- **GIVEN INSTRUCTION**:
Write the next part of the reply about adding RAM to an iMac, picking up after its final sentence.

The complicated answer is that if you are skilled at opening and resealing computer cases that are not designed to be opened and feel OK about removing ALL the internal components to get to the two deeply buried RAM slots, then "maybe." I take computers apart fairly regularly and would not undertake it. Due to the cost of the resealing supplies and special tools, a 16GB upgrade kit for your model costs twice that of a 16GB kit for a 27-inch iMac to which a user can add RAM by simply opening a little access panel. The seller of the upgrade kit also provides this caveat right on the selling page:

Doesn't give me the Warm Fuzzies about the process.
You can do two things:
1) Sell the computer and apply the proceeds to one with 16GB RAM (the most Apple installs in that model), or a 27-inch model--their RAM is user-serviceable.
or
2) Let us see if we can make the 8GB RAM you now have work better.
For Item 2, we need two things:
a) You wrote: "...I don't have enough RAM for my workload." Please tell us what software your workload requires. That will help.
b) Please post a snapshot of your system configuration so we can look for known software conflicts that can reduce RAM available to the apps that earn you money.

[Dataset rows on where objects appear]

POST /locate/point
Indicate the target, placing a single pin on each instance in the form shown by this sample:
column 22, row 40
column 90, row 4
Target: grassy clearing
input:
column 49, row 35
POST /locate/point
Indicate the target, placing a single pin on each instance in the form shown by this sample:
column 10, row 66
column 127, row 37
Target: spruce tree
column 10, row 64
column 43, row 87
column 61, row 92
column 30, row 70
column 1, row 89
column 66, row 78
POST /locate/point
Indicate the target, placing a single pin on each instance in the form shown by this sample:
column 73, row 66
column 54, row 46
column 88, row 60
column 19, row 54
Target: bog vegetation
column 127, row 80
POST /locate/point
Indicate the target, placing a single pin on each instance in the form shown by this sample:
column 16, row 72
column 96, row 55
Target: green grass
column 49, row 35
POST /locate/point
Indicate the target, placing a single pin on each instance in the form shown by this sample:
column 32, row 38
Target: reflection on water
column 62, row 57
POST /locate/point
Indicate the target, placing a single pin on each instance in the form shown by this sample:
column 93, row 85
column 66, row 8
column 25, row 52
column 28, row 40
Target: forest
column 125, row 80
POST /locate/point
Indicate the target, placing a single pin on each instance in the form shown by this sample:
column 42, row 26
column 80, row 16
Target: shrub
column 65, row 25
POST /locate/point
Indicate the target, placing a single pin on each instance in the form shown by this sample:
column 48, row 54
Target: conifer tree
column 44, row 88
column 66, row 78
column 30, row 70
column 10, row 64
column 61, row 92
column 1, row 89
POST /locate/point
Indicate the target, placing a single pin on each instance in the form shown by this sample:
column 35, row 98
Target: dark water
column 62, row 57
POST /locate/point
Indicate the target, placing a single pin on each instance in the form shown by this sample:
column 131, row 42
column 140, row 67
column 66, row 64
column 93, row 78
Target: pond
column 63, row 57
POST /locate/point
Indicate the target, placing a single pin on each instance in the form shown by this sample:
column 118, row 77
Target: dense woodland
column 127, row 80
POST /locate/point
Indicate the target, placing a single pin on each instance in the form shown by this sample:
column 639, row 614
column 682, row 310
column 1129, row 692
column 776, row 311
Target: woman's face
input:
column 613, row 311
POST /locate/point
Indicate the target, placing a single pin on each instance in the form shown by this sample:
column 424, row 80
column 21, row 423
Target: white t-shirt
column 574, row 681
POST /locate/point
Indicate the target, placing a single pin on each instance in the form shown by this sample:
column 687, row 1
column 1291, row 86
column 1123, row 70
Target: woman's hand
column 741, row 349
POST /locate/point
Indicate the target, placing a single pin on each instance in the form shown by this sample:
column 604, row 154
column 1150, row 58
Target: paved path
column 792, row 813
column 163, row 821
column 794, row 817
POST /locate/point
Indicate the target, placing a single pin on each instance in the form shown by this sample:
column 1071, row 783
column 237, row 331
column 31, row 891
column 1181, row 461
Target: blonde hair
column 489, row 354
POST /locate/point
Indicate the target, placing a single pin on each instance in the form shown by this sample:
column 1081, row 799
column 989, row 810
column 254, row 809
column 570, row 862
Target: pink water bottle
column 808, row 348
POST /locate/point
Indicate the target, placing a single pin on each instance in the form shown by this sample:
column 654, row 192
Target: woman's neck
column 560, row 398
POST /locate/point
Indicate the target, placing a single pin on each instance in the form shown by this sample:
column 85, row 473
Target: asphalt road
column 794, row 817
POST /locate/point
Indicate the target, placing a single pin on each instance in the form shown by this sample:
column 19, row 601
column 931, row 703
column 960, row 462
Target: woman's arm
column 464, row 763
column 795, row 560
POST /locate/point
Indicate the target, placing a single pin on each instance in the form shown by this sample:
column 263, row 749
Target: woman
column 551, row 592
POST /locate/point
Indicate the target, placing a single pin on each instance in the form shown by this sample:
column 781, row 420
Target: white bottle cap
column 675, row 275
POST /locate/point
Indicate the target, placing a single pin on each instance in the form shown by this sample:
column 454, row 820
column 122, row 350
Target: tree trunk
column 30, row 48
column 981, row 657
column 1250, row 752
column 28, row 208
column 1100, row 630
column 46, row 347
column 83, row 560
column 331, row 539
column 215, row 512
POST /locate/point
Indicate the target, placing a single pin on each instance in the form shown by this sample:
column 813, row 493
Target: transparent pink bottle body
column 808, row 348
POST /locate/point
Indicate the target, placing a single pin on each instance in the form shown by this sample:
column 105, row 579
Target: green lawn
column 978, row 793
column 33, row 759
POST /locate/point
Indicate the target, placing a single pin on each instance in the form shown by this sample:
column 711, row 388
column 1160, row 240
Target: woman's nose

- **TASK RESPONSE**:
Step "b" is not hard. Fortunately there is a safe and secure way to do that.
A respected and long-serving member of these communities has created a simple utility that will take that "snapshot" of your configuration without revealing any sensitive information about you and your computer. It only runs when you tell it to, not in the background, and therefore creates no performance penalties. It is Etrecheck, and is available here:
http://etrecheck.com/
Run it and, when its results display, select "Report" from the left-hand pane (scroll down), then click Etrecheck's "Share Report" icon followed by "Copy Report" from the resulting dropdown. Paste the entire report into a response to your own thread here. It will often allow us to quickly identify or eliminate software as the problem.